* start Material for this task *

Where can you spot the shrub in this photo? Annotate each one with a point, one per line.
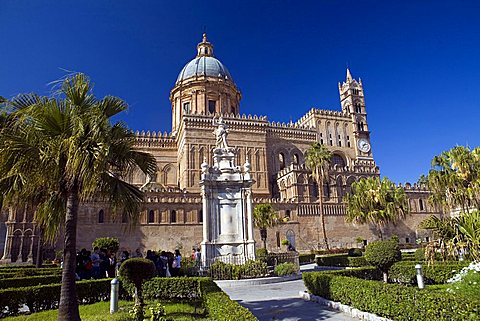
(286, 269)
(357, 261)
(438, 273)
(18, 282)
(306, 258)
(220, 307)
(420, 254)
(45, 297)
(332, 260)
(109, 243)
(393, 301)
(355, 252)
(136, 271)
(383, 254)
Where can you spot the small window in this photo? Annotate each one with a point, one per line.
(151, 216)
(212, 106)
(101, 216)
(186, 108)
(295, 159)
(281, 160)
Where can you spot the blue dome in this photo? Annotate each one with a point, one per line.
(204, 66)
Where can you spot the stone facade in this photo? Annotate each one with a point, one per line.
(172, 216)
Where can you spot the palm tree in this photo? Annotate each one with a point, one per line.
(376, 201)
(454, 179)
(57, 152)
(264, 217)
(317, 159)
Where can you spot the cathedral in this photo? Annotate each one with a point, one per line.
(172, 216)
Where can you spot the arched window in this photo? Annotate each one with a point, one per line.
(338, 160)
(151, 216)
(295, 159)
(101, 216)
(281, 160)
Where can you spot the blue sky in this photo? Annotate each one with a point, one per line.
(419, 61)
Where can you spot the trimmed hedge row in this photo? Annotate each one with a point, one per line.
(394, 301)
(438, 273)
(45, 297)
(341, 260)
(219, 305)
(29, 281)
(306, 258)
(24, 272)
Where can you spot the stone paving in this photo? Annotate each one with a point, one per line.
(281, 301)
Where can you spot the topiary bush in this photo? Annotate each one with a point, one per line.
(383, 254)
(136, 271)
(353, 252)
(420, 254)
(286, 269)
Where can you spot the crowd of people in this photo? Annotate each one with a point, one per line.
(101, 263)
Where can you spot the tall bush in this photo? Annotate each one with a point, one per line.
(383, 254)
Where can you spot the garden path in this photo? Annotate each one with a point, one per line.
(281, 301)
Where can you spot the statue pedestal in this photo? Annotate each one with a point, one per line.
(227, 207)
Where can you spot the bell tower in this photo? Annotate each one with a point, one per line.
(352, 100)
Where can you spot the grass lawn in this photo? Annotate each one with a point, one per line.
(101, 312)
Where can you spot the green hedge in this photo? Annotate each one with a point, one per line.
(341, 260)
(394, 301)
(306, 258)
(437, 273)
(44, 297)
(219, 305)
(6, 273)
(29, 281)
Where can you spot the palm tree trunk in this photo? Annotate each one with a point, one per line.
(322, 217)
(68, 307)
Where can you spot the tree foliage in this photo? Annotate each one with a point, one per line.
(454, 180)
(377, 202)
(61, 150)
(317, 159)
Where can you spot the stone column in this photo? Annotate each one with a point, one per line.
(248, 193)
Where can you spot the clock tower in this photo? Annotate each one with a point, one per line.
(352, 100)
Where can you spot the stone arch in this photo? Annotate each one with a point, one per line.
(101, 216)
(338, 160)
(169, 175)
(16, 245)
(290, 236)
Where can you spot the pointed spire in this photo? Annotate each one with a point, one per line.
(204, 48)
(349, 75)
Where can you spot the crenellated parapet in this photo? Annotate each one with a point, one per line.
(154, 139)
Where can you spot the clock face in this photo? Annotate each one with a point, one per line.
(363, 145)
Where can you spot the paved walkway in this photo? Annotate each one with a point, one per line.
(281, 301)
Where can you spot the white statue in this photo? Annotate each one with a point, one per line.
(220, 133)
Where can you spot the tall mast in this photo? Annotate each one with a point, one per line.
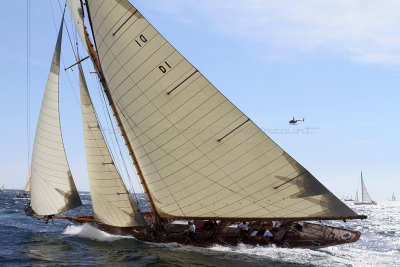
(362, 188)
(103, 81)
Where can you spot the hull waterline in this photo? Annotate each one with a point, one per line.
(210, 233)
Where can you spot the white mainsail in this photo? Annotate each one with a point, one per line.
(201, 157)
(52, 187)
(111, 201)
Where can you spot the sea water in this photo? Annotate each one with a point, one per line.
(25, 241)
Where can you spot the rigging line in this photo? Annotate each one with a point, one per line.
(28, 107)
(66, 27)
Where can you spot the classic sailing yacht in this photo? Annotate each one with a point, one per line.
(198, 157)
(365, 198)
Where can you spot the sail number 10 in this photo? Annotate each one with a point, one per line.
(141, 40)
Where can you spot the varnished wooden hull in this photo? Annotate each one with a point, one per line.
(310, 236)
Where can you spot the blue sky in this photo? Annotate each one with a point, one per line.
(336, 63)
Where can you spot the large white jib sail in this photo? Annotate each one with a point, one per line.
(52, 187)
(111, 201)
(200, 156)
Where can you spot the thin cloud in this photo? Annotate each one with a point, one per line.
(363, 31)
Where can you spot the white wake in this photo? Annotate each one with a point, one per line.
(90, 232)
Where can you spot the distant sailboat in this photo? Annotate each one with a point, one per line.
(27, 188)
(349, 198)
(365, 197)
(188, 171)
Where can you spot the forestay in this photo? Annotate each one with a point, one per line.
(111, 201)
(201, 157)
(52, 187)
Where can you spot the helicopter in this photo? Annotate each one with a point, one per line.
(294, 121)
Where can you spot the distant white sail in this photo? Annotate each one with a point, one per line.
(111, 201)
(52, 187)
(200, 155)
(364, 193)
(28, 182)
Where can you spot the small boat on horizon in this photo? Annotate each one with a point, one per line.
(348, 198)
(365, 197)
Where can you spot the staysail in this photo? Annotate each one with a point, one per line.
(111, 201)
(201, 157)
(52, 187)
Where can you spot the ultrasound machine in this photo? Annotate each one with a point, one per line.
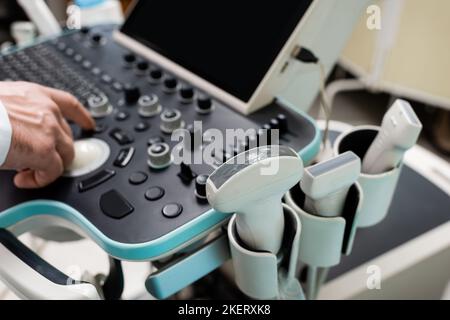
(225, 64)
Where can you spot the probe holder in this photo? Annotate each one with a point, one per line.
(378, 189)
(325, 239)
(264, 275)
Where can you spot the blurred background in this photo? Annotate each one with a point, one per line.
(406, 58)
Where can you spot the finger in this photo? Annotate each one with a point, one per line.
(32, 179)
(65, 148)
(65, 126)
(71, 108)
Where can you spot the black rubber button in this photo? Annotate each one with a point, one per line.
(122, 116)
(95, 180)
(138, 178)
(141, 126)
(154, 193)
(155, 140)
(172, 210)
(114, 205)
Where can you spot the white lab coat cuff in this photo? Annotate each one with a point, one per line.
(5, 134)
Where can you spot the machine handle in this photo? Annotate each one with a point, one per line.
(31, 277)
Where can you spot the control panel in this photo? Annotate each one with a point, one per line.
(132, 191)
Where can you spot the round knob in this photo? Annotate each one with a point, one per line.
(204, 105)
(159, 156)
(200, 186)
(90, 154)
(264, 135)
(99, 106)
(85, 30)
(186, 94)
(171, 120)
(129, 59)
(97, 39)
(155, 76)
(282, 121)
(142, 67)
(170, 84)
(132, 94)
(149, 106)
(274, 124)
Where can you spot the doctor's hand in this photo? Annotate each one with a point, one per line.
(42, 141)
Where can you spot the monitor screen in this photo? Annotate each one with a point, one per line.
(231, 44)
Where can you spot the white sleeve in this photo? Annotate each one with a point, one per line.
(5, 134)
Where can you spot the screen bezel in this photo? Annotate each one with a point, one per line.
(264, 93)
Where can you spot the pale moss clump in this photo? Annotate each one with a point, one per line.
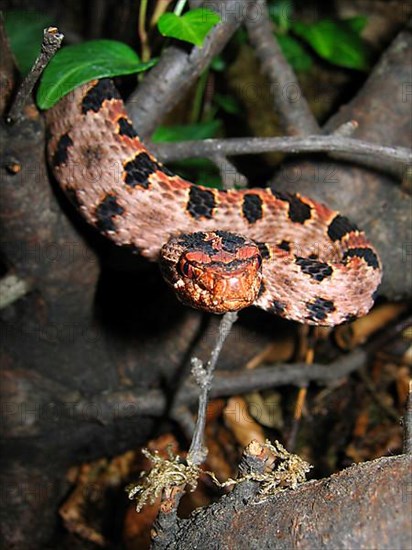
(165, 474)
(283, 470)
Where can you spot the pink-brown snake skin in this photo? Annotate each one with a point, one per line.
(284, 253)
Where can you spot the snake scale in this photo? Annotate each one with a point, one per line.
(220, 250)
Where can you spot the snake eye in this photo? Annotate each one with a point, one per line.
(185, 268)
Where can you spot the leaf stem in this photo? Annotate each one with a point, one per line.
(145, 48)
(179, 7)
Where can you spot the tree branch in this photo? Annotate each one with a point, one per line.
(178, 70)
(52, 40)
(397, 158)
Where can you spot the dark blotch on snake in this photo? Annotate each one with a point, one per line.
(230, 242)
(126, 128)
(339, 227)
(196, 241)
(319, 309)
(61, 154)
(263, 249)
(299, 211)
(252, 207)
(73, 196)
(277, 307)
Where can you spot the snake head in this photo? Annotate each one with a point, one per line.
(216, 271)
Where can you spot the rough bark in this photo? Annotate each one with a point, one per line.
(366, 506)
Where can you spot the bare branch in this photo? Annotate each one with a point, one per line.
(52, 40)
(397, 158)
(407, 423)
(178, 70)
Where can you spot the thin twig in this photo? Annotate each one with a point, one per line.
(154, 403)
(294, 112)
(52, 40)
(12, 288)
(407, 423)
(167, 521)
(204, 377)
(396, 157)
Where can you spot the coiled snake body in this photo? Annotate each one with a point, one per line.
(220, 250)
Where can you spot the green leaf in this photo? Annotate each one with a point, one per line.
(191, 27)
(295, 54)
(336, 42)
(199, 130)
(78, 64)
(25, 32)
(218, 63)
(228, 103)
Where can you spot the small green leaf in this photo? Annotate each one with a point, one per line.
(356, 23)
(336, 42)
(25, 32)
(294, 52)
(78, 64)
(191, 27)
(200, 170)
(199, 130)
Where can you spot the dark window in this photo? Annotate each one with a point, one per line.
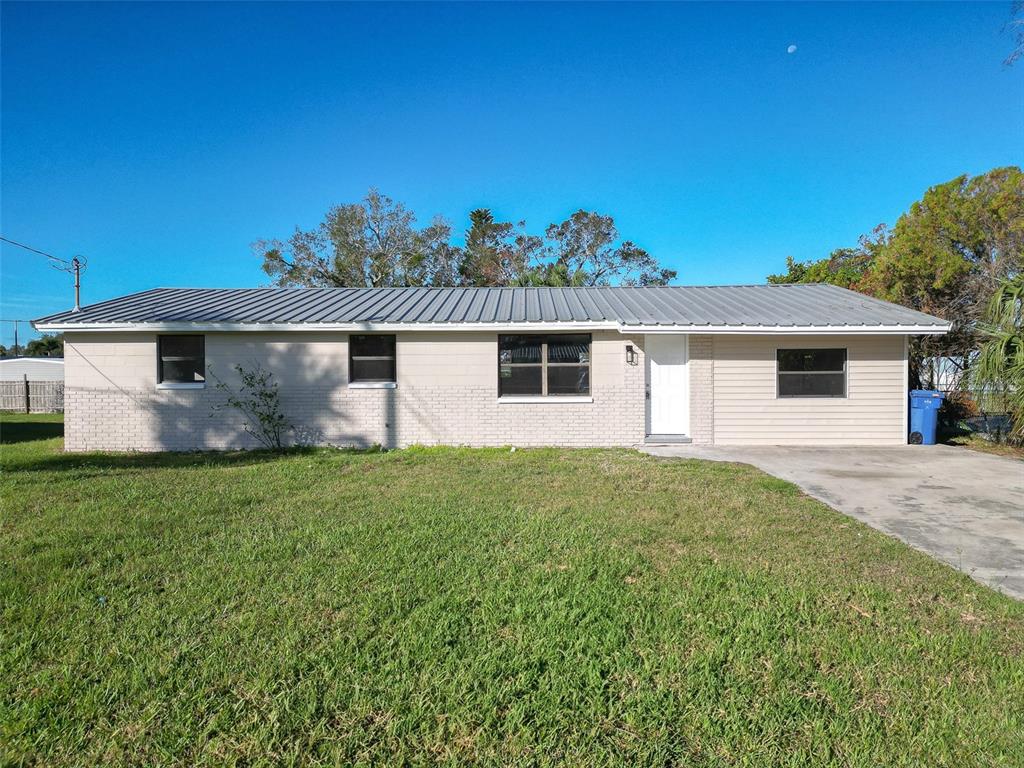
(544, 365)
(371, 358)
(181, 359)
(811, 373)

* end Material for this task *

_To do_
Retype only the lines from the one with "Where can you spot the snake head" through the final line of the entries, please, and keep the pictures out.

_Output of the exercise_
Where can you spot the snake head in this photo? Annotate each one with a point, one per line.
(216, 271)
Where can you spot the rough bark in this photo? Annotate each one with a point, one per line.
(366, 506)
Where can you spot the bare branch in this photo? Annotate each one with a point, one per line.
(52, 40)
(397, 158)
(407, 423)
(178, 70)
Where can you spot the thin twig in this photo? Annotate each one with a point, one per line.
(154, 403)
(294, 112)
(52, 40)
(12, 288)
(407, 423)
(167, 521)
(204, 377)
(396, 157)
Where can you spot the coiled snake body in this photo? Annotate each one with a point, one per line.
(220, 250)
Where can you spot the green leaf in this photo? Annotate each one with a point, one per line.
(191, 27)
(295, 54)
(336, 42)
(199, 130)
(78, 64)
(25, 32)
(218, 63)
(228, 103)
Where can you spot the small green leaf in this photo? Annotate each one with a point, one per line.
(356, 23)
(336, 42)
(25, 32)
(294, 52)
(78, 64)
(191, 27)
(200, 170)
(199, 130)
Where can you spot the dark window in this photo? Annotate each one with a point, one per line.
(544, 365)
(371, 358)
(181, 359)
(811, 373)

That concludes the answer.